* _Try it_:
Copy each line from the data that has the word "tile" in it.

━━━━━━━━

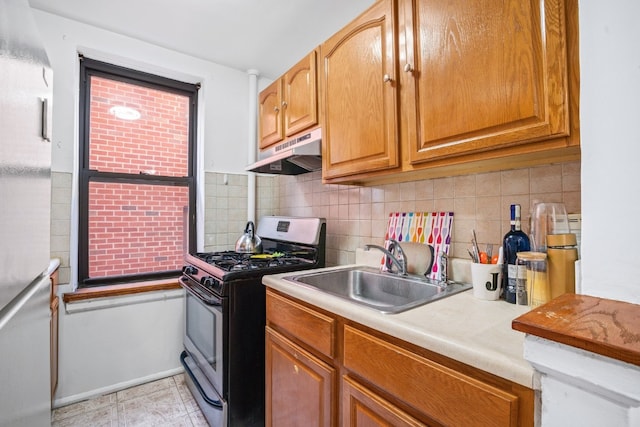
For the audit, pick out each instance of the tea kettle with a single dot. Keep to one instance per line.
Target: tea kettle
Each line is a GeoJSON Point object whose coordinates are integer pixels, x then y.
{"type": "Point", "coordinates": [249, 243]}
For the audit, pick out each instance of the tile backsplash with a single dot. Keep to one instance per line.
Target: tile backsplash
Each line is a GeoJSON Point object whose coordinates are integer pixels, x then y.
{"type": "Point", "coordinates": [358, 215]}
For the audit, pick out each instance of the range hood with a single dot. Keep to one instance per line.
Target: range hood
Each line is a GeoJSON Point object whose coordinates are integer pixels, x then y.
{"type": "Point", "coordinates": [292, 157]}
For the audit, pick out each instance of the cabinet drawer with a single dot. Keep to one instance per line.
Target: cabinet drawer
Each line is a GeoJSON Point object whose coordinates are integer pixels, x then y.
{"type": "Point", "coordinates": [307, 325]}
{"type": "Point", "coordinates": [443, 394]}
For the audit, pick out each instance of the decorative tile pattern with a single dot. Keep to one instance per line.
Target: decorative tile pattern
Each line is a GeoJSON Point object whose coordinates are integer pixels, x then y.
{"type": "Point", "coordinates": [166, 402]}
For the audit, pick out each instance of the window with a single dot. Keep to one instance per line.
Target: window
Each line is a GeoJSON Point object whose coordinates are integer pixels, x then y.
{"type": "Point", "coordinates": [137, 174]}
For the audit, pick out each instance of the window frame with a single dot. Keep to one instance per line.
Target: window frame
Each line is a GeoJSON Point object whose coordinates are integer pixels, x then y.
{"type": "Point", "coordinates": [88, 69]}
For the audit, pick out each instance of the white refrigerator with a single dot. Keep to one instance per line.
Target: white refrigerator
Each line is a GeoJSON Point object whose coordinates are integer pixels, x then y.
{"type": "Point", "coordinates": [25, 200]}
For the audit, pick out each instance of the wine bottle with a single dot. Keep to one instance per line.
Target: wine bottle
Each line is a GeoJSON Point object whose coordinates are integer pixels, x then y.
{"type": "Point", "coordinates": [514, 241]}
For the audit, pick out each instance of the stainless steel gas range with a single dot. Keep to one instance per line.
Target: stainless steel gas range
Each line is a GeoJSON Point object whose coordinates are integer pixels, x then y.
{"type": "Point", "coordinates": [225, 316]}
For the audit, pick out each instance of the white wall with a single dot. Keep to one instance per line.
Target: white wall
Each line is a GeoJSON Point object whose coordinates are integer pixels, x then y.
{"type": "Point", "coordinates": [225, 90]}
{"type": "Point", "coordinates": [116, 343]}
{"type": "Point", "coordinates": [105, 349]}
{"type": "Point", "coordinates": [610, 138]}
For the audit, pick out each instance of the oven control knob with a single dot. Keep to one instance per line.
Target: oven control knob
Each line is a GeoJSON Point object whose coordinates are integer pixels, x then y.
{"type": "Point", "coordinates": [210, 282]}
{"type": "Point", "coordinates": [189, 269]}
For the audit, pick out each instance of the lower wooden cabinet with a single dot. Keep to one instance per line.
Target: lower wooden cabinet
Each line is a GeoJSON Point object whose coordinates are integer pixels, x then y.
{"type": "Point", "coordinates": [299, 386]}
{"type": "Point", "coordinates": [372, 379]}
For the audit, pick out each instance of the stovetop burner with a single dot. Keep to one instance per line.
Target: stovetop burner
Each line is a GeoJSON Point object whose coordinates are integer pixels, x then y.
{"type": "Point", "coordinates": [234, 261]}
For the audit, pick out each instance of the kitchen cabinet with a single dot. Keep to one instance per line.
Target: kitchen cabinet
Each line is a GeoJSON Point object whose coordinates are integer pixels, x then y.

━━━━━━━━

* _Written reply_:
For the audit, pick out each instance of the tile backsplash with a single dot. Keep to one instance per line.
Target: tile backsplash
For the audit, pick out each instance of the decorative tile pattern with a single dot. Keep to one instance per line.
Target: decorative tile pattern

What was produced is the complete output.